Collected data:
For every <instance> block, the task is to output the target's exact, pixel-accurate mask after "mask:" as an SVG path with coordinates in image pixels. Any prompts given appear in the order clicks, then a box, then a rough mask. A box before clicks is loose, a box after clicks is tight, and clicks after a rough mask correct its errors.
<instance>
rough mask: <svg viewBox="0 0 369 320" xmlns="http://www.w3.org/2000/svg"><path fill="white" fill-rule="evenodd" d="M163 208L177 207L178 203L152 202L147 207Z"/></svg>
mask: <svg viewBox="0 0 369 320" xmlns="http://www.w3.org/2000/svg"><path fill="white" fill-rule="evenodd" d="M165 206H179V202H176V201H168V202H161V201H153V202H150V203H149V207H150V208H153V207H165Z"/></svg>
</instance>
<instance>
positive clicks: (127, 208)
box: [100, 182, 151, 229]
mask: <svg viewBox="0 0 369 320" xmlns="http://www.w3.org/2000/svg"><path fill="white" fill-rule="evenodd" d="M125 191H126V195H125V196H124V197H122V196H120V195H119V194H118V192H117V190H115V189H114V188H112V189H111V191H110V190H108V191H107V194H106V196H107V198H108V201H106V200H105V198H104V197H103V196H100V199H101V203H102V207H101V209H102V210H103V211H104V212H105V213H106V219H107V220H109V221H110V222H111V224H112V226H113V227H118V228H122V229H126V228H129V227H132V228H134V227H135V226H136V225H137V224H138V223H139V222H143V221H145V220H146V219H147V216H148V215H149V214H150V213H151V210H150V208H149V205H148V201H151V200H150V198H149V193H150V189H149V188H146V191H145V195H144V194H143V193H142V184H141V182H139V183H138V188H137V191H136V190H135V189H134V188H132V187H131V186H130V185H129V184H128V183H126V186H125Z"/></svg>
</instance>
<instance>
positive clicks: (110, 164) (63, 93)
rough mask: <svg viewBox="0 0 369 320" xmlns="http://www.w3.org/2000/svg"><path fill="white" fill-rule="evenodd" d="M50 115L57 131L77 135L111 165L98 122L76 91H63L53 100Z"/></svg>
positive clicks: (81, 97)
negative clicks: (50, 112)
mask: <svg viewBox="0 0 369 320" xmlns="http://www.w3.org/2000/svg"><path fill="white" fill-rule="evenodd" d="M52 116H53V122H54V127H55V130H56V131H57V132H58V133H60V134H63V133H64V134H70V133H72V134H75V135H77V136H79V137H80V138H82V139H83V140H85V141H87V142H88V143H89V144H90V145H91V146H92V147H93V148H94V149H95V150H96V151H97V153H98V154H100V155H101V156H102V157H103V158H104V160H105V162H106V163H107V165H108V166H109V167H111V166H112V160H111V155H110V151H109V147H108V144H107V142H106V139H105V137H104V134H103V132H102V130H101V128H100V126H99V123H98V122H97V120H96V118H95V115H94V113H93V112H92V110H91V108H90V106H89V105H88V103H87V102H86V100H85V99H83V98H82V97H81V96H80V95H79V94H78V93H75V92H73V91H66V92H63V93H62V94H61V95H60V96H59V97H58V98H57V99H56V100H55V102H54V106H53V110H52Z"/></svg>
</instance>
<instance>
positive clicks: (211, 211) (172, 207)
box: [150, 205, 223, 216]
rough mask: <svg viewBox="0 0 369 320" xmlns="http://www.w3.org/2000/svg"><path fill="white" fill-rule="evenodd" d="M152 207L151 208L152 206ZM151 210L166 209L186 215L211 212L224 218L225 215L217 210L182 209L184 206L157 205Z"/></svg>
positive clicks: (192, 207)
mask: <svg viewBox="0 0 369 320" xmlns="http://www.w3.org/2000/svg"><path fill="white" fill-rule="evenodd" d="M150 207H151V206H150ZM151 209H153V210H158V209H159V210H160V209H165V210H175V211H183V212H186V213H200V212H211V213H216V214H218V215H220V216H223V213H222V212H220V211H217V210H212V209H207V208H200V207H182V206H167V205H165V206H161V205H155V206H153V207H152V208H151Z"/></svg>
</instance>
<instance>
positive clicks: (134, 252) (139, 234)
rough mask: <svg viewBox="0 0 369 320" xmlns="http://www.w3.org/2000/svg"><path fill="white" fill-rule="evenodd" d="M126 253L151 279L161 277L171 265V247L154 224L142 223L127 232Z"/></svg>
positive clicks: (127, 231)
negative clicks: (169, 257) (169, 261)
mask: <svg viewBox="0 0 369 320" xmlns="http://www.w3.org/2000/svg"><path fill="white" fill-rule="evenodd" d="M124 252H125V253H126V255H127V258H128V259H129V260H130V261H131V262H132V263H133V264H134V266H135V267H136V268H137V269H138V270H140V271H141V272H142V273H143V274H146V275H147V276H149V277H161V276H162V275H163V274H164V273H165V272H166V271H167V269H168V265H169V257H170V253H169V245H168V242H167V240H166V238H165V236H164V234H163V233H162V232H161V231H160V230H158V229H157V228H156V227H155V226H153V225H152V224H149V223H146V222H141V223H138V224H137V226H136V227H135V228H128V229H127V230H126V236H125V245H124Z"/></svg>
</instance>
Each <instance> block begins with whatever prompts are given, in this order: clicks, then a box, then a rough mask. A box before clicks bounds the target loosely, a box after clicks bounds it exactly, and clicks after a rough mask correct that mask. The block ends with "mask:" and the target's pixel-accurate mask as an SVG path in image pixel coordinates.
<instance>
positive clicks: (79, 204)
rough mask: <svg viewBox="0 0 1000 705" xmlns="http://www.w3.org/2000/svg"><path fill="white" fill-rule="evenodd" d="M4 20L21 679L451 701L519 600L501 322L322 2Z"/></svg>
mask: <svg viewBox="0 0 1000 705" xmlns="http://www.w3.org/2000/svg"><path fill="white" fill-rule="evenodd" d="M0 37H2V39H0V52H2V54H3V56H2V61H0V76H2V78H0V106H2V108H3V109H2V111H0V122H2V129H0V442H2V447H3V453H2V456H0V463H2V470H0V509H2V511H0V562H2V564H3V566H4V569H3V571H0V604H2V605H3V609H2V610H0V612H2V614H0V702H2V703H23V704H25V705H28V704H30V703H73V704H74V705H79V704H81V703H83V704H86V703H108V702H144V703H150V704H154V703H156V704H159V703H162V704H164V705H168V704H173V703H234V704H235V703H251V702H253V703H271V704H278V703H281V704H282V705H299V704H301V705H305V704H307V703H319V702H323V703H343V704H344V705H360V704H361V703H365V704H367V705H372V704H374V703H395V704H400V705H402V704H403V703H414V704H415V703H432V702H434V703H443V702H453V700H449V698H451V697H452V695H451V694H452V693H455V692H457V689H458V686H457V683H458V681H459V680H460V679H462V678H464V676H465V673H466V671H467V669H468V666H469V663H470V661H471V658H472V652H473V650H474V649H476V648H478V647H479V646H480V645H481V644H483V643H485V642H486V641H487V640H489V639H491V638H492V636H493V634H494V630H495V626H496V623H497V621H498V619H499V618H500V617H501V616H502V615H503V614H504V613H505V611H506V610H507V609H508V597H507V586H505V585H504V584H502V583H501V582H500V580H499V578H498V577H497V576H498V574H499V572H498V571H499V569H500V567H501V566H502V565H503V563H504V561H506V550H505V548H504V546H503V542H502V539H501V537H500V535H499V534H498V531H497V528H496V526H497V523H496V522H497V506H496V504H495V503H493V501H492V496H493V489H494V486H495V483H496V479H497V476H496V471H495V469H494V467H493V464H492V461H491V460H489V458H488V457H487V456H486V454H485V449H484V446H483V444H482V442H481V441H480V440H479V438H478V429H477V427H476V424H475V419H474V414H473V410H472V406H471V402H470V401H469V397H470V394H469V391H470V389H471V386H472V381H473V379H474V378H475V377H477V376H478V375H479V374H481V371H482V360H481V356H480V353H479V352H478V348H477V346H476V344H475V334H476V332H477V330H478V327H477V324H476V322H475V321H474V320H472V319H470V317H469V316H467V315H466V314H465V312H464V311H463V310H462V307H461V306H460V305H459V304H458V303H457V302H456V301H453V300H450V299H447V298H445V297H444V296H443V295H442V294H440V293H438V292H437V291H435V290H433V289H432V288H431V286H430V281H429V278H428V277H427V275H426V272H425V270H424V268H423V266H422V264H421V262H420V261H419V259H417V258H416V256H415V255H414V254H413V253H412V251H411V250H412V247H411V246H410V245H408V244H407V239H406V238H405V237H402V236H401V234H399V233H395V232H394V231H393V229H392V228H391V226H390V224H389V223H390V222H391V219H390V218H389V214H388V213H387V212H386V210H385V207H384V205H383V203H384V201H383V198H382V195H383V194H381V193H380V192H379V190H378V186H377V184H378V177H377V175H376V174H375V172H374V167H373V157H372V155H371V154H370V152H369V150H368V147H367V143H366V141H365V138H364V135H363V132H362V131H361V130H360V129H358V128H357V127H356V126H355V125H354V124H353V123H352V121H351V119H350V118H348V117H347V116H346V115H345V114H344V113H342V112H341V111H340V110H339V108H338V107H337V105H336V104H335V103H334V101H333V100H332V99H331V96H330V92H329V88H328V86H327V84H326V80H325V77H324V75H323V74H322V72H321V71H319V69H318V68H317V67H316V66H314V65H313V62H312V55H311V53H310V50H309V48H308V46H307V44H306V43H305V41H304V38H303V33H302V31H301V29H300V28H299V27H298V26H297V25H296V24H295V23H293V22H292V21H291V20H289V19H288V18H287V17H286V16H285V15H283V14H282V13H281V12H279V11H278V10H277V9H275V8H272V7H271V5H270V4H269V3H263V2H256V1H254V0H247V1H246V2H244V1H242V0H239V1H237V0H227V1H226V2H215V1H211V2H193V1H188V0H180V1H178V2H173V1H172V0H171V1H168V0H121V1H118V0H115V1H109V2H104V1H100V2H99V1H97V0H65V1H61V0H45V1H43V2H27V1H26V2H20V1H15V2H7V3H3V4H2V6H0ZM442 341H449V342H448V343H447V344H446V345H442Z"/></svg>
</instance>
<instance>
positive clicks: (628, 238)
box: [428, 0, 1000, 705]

◆ EXERCISE BRIEF
Find the line with "positive clicks: (211, 211) (172, 207)" in the entries above. Retype it and each line after it, exactly, through the line with "207L151 208L152 206ZM151", and stop there.

◆ ANSWER SPACE
positive clicks: (211, 211) (172, 207)
box: [150, 205, 223, 216]
rough mask: <svg viewBox="0 0 369 320" xmlns="http://www.w3.org/2000/svg"><path fill="white" fill-rule="evenodd" d="M152 207L151 208L152 206ZM151 210L166 209L186 215L211 212L224 218L225 215L217 210L182 209L184 206L157 205Z"/></svg>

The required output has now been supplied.